_WHAT TO DO_. Your task is to return the line containing "gray striped sweater? Mark that spot." plus every line after it, exactly and with nothing added.

.....

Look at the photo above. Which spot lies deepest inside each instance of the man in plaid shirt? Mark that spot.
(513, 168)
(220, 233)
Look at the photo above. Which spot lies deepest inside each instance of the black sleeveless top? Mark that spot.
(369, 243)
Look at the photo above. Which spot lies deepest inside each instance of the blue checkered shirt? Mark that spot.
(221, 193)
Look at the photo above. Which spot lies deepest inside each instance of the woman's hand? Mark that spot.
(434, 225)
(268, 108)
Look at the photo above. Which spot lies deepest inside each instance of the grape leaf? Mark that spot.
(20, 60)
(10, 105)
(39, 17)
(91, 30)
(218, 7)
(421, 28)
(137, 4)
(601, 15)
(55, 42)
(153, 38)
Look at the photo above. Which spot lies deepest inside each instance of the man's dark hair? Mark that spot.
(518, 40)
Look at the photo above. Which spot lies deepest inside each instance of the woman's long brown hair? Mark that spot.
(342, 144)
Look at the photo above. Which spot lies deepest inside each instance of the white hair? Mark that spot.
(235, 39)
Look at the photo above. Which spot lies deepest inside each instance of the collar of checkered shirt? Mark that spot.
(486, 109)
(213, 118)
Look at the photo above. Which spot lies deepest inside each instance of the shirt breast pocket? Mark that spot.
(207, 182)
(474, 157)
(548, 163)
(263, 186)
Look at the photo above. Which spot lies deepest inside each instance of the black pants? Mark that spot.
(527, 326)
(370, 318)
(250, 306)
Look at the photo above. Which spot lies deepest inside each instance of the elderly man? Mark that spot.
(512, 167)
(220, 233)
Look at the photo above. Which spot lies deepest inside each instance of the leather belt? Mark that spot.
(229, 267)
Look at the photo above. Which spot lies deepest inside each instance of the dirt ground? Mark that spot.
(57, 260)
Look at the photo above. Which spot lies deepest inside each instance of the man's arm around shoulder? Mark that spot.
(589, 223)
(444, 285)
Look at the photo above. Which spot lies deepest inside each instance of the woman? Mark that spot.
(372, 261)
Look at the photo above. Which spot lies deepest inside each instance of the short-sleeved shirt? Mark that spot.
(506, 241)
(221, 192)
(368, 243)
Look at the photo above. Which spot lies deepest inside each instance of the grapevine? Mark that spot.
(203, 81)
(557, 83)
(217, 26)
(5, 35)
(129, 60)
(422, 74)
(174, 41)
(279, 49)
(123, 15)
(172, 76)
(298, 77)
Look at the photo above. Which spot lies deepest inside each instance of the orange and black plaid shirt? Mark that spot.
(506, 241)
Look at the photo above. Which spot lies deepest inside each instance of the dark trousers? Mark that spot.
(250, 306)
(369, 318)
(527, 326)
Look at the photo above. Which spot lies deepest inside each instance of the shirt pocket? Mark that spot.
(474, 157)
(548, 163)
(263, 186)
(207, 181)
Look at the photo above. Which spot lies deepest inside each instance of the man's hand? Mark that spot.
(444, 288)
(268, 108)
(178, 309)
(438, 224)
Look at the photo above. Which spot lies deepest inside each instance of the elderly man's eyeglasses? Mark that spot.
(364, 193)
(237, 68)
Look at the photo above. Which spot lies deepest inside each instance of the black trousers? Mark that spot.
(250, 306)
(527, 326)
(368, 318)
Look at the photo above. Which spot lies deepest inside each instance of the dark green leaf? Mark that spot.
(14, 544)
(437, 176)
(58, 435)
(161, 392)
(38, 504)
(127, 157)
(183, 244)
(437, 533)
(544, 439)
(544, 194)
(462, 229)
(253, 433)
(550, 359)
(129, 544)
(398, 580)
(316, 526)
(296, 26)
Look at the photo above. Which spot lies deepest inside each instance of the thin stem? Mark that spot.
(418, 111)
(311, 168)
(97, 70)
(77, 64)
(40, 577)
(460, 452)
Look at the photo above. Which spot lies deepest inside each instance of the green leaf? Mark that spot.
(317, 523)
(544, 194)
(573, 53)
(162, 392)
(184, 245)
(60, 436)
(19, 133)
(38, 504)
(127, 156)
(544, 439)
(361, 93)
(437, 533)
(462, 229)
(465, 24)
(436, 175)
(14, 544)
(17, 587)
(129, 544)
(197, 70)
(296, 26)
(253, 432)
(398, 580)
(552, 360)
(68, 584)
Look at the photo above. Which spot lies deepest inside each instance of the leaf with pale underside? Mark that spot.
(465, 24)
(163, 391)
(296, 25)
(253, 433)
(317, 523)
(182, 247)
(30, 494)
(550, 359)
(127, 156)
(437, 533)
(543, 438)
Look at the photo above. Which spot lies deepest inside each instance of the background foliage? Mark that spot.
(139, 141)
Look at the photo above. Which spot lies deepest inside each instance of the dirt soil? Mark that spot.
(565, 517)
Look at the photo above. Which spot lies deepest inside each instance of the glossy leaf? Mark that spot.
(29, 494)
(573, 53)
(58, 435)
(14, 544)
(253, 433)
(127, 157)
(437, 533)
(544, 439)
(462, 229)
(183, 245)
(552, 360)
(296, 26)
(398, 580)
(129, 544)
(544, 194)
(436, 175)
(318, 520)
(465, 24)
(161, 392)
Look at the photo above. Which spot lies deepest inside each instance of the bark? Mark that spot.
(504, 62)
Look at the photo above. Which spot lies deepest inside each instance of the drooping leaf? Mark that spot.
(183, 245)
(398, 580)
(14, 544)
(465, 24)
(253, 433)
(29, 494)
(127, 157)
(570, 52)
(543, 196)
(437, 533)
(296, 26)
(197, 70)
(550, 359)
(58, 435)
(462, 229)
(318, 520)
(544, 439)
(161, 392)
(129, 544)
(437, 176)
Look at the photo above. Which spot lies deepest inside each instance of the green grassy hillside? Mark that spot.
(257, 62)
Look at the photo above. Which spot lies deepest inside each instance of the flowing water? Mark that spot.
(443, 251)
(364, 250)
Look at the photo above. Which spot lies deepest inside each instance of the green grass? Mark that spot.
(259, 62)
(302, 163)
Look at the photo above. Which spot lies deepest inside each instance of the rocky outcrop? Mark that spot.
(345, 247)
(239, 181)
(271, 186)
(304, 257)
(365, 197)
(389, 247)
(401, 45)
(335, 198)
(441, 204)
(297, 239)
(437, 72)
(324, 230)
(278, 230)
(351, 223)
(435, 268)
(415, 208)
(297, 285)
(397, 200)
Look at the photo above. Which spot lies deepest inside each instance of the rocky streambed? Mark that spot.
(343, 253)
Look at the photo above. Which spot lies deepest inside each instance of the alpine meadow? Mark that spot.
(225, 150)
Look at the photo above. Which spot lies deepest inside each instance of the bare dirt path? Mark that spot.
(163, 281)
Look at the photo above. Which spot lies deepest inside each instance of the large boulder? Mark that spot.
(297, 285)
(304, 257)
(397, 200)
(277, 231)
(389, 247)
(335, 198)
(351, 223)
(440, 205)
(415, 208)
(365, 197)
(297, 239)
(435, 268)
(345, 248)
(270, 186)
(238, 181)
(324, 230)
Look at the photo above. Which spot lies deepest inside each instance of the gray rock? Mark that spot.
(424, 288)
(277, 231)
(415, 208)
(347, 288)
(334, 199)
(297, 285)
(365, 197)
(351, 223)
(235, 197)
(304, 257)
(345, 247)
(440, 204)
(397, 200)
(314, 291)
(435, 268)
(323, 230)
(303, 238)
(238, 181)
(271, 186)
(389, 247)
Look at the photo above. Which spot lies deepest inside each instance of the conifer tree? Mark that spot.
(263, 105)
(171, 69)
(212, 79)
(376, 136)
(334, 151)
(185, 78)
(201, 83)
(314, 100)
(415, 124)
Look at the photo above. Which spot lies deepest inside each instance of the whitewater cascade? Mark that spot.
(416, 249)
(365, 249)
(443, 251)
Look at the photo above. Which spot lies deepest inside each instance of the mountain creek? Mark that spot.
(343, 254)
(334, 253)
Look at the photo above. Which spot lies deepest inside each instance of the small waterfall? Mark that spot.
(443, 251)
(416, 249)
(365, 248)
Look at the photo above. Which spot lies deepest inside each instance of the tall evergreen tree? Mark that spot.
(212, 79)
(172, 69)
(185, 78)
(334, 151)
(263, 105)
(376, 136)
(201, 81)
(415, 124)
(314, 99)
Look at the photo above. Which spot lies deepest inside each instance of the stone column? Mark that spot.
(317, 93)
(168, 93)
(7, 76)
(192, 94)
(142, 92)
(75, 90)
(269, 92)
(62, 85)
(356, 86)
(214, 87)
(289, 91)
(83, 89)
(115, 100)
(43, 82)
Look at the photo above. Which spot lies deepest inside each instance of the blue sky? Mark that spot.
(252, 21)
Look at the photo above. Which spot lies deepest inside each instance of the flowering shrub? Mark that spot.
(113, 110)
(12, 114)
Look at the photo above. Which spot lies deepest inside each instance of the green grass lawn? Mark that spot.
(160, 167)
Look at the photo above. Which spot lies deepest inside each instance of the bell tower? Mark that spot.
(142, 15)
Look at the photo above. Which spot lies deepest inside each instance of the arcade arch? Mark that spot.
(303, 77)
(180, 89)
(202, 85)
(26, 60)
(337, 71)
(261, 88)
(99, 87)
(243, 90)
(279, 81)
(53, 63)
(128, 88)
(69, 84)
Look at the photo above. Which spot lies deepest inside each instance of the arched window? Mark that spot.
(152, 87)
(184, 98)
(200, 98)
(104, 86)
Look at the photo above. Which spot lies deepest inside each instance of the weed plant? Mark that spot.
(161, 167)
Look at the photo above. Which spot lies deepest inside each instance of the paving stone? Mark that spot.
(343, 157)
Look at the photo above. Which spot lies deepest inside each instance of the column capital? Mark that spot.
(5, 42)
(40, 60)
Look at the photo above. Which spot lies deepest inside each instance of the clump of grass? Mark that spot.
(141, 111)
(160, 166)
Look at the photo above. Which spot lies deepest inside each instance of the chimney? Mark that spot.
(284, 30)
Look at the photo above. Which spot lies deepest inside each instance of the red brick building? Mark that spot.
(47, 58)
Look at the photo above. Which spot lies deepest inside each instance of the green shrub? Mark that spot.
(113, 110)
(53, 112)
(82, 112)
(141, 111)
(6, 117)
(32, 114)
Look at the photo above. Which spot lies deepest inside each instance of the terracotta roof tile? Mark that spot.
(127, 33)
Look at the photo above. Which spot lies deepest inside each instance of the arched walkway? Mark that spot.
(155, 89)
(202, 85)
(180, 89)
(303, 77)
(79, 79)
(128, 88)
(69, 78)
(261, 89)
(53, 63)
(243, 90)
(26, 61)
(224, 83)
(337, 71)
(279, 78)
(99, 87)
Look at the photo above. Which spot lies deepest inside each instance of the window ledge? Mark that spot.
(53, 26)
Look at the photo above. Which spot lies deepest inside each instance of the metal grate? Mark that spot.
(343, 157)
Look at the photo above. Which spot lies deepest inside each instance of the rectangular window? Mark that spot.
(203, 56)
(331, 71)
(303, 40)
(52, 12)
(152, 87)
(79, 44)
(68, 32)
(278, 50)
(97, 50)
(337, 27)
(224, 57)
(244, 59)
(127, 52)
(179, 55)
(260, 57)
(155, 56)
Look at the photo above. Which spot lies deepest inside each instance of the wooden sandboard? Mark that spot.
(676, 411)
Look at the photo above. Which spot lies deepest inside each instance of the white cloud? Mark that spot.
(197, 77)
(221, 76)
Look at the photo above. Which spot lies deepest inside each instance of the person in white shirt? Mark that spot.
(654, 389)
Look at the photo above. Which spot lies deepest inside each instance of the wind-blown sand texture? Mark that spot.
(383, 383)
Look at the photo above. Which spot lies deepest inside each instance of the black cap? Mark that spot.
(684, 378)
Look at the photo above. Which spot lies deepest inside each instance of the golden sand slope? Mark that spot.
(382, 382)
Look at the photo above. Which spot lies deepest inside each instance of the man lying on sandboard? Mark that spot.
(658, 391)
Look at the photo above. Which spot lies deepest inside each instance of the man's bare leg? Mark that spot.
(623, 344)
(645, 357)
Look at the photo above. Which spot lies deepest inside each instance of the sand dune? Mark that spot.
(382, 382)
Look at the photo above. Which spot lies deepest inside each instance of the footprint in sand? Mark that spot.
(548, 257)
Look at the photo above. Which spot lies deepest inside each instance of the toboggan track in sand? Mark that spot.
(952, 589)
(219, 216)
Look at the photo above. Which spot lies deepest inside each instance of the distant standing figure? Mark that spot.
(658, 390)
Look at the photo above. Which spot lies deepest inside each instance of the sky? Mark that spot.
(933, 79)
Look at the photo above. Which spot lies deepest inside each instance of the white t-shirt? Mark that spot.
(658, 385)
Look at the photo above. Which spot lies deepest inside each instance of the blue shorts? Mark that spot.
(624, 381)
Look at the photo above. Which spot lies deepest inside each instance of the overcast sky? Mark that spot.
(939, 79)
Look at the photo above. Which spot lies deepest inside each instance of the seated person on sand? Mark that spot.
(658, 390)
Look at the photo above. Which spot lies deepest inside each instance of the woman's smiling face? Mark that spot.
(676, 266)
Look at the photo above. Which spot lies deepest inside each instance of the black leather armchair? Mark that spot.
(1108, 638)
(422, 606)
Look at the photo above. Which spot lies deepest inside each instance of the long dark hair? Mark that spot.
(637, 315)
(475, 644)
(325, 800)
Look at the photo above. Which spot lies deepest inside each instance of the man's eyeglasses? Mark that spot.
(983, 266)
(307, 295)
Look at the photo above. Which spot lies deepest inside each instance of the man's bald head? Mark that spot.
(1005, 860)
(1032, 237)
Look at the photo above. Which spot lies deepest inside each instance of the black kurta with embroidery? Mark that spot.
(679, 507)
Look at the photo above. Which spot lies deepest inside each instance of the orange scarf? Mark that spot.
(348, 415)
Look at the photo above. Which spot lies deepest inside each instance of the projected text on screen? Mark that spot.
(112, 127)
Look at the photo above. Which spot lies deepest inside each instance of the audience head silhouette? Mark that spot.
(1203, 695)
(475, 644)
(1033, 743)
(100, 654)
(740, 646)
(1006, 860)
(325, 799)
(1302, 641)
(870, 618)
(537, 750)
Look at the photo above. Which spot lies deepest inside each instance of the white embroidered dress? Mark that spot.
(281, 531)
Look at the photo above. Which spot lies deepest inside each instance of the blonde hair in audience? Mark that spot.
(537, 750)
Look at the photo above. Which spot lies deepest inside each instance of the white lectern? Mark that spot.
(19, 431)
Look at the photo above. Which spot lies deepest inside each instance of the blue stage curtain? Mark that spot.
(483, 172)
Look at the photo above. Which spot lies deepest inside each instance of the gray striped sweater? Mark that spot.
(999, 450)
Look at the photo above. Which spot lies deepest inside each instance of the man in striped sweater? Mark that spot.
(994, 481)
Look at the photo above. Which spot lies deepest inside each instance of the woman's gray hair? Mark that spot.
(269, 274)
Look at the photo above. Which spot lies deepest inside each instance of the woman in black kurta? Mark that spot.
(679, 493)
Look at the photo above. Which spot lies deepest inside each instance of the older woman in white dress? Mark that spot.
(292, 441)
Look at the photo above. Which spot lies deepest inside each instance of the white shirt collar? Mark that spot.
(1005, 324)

.....

_RESPONSE TO THIS TASK_.
Look at the photo above. Which spot lies deepest inside each instance of the gray striped sweater? Mark that spot.
(999, 450)
Look at the photo above. Which spot lies deepest inside each instance of the man in striped sweater? Mark that spot.
(994, 481)
Look at the photo above. Which spot lies deepest inside each instance of the woman's gray hair? Mark that spot.
(269, 274)
Look at the photo above. Which spot lies deepest inside each instance of the woman in black kurta? Mark that spot.
(679, 493)
Look at the photo above. Which spot lies deepest inside each instance of the older woman in white dress? Mark that spot.
(292, 441)
Look at the photo above. Which spot lies deepest inside each instance of the white shirt collar? Mark that spot.
(1005, 324)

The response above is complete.